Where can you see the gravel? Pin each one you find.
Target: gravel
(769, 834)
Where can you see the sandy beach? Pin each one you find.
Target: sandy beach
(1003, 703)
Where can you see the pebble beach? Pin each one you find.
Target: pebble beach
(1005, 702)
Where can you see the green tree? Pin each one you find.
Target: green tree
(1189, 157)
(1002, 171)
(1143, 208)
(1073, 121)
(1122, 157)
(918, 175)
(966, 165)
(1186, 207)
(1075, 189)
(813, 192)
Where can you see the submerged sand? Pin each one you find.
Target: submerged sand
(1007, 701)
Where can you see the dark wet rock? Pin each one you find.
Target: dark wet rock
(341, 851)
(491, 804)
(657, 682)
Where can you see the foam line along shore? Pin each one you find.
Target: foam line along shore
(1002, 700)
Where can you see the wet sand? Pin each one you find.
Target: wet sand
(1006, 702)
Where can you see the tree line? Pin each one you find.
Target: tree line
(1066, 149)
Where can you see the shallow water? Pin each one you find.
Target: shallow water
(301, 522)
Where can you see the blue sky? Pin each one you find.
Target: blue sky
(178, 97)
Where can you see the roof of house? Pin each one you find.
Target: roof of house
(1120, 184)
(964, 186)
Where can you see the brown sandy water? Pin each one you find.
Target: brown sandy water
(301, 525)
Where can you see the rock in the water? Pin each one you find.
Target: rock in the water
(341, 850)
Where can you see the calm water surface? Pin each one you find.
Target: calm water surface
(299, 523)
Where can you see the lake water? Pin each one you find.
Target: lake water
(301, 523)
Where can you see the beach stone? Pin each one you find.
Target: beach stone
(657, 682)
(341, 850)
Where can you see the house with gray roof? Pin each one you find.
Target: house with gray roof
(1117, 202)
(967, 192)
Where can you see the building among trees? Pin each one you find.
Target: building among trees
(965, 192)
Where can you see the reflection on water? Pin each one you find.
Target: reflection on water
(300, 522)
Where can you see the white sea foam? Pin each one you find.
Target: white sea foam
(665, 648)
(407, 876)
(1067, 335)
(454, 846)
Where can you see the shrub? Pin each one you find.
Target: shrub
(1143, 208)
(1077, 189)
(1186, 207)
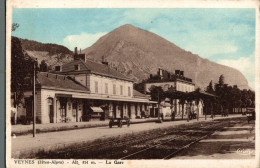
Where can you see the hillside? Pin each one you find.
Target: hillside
(138, 53)
(53, 54)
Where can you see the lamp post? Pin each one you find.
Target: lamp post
(34, 106)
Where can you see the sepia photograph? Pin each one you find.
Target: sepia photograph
(97, 86)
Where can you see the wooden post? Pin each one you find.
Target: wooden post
(34, 106)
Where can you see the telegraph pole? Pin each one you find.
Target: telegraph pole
(158, 104)
(34, 106)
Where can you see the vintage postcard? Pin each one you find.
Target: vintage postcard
(132, 84)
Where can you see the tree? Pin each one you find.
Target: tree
(15, 26)
(210, 88)
(43, 66)
(221, 80)
(21, 67)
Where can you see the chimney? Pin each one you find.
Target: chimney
(181, 73)
(177, 72)
(76, 51)
(58, 68)
(103, 61)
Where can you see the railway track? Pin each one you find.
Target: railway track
(169, 146)
(162, 145)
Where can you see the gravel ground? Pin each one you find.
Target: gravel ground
(237, 142)
(27, 146)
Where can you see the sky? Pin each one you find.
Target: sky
(225, 36)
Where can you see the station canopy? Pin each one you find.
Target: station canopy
(96, 109)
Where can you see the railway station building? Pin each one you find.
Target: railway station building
(176, 82)
(83, 90)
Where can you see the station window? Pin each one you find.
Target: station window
(114, 89)
(129, 91)
(106, 88)
(121, 90)
(96, 87)
(77, 67)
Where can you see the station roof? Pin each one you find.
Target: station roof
(93, 67)
(57, 81)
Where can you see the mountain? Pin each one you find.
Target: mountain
(53, 54)
(138, 53)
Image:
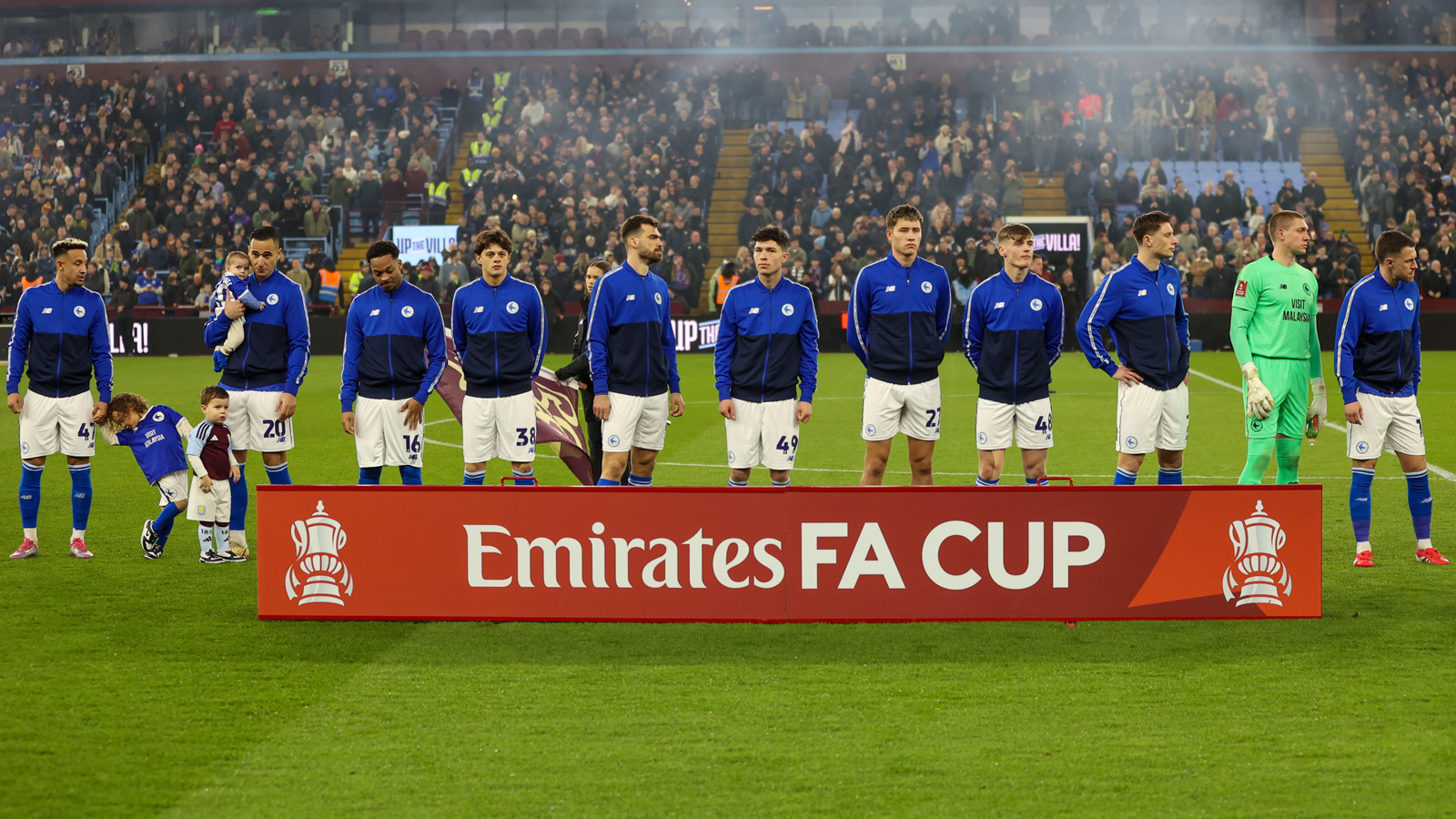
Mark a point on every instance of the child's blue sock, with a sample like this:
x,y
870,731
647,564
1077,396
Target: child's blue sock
x,y
239,490
80,496
1419,497
1361,480
29,494
164,523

### Task to carry out
Render the material starting with the line containing "Where can you see the sandy" and going on through the line containing "(1007, 701)" as a two-column CSV headed input and output. Put each text and its answer on one row, each in its own quoted field, with line breaks turned into spaces.

### Output for this task
input,output
"Where can you see the sandy beach? Pin each one you find. Target: sandy beach","(1003, 703)"
"Where can you see the pebble beach? Pin each one you find. Target: pebble beach","(1005, 702)"
"Where can you see the green tree? Pin each one you find. Target: green tree","(1189, 157) (1002, 171) (1143, 208) (1073, 121) (1122, 157) (918, 175) (966, 165) (1186, 207) (1075, 189) (813, 192)"
"Where can you see the submerged sand? Pin each one you find. Target: submerged sand","(1007, 701)"